» **ТЕКСТОВЫЙ ФРАГМЕНТ**
'''
По ходу развития сюжета в фильме Антониони «Приключение», появляется сцена, где влюбленные бродят по городку, и Клаудио встревожена сознанием того, что те слова, которые кажутся ей рожденными первозданностью чувства, на самом деле повторение пройденного: вновь закрутился черный диск новой интрижки, и, как из проигрывателя, понеслись затверженные интонации любовных признаний.
Клаудио и Сандро поднимаются на колокольню и любуются открывающимся с высоты видом города. Неожиданно задев за веревки звонницы, они слушают отзвук дальних церквей - словно сам город отвечает им, дружелюбный и приветливый. И пробуждаются надежды, и Клаудио говорит Сандро о том, что он мог бы стать настоящим архитектором, мог бы творить. Но он отвечает ей скептически, что в детстве мы все считаем себя гениями, но иллюзия о творческих возможностях исчезает с детской наивностью и своеобразным ответом на ее веру в его способность создавать служит проходная в фильме сценка.
Прогуливаясь по городку, Сандро видит какого-то юношу за мольбертом. На листе бумаги - эскиз архитектурной детали. Размахивая цепочкой с автомобильными ключами, Сандро, словно нечаянно, сбивает пузырек с тушью - жирная клякса, расползаясь, заливает тонкую красоту карандашных линий. В это же время из ворот монастырской школы выходят одинаковые, как галчата, в сутанчиках-недомерках детишки. В этом сопоставлении равнодушия к творчеству красоты и образа будущего - детей - ясно прочитывается неверие и в свои собственные силы и в способности грядущих поколений. К вечеру Клаудио остается одна в, номере гостиницы, а Сандро идет в дорогой ресторан, наполненный праздной и роскошной толпой. Его встречают зазывные взгляды женщин, и он отвечает им. А Клаудио чувствует необъяснимый приступ страха, почти мистический ужас, перед неизбежностью, которая обязательно прервет едва наметившееся светлое чувство. Ужас, подобный тому, что мы увидим потом в фильме "Крабат". Гонимая этим страхом, она бежит по гулким, наполненным ночной тишиной коридорам гостиницы. Она бежит все стремительнее, ибо тишина и ночь отовсюду наступают на нее. Как в полусне, бродит она по залам, и вдруг за столом ресторана видит своего возлюбленного с какой-то проституткой.
'''
» **ВЫДЕРЖКИ ИЗ ЗАПИСЕЙ**
'''
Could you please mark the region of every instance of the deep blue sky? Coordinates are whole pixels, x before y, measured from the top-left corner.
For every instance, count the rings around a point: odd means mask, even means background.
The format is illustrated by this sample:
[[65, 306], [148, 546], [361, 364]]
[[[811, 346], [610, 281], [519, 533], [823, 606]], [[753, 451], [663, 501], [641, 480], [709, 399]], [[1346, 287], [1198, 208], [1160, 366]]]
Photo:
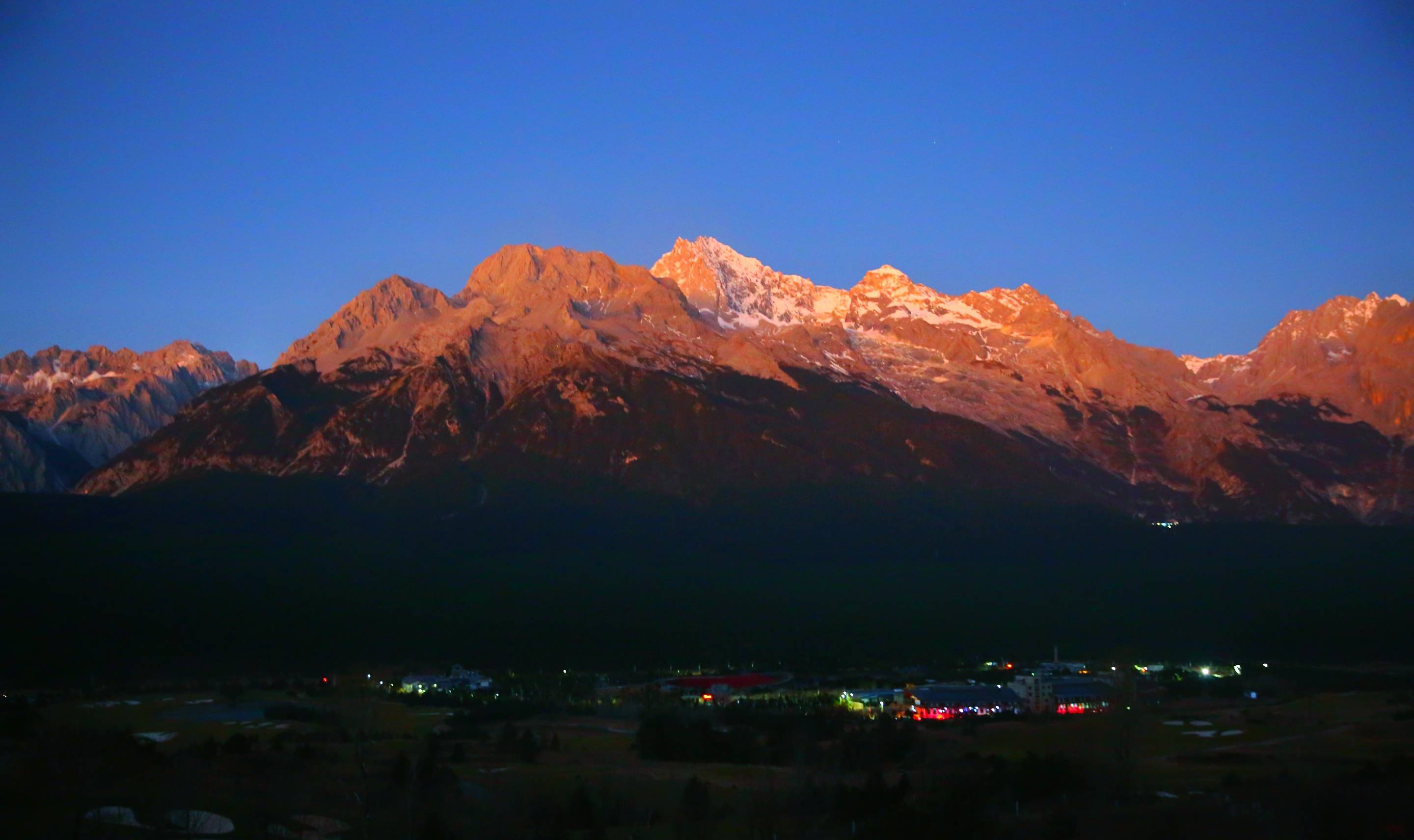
'''
Выведите из фрагмента о фильме «Приключение» отрывок от слов «По ходу развития» до слов «интонации любовных признаний.» без каких-либо изменений. Записи взяты из другого источника.

По ходу развития сюжета в фильме Антониони «Приключение», появляется сцена, где влюбленные бродят по городку, и Клаудио встревожена сознанием того, что те слова, которые кажутся ей рожденными первозданностью чувства, на самом деле повторение пройденного: вновь закрутился черный диск новой интрижки, и, как из проигрывателя, понеслись затверженные интонации любовных признаний.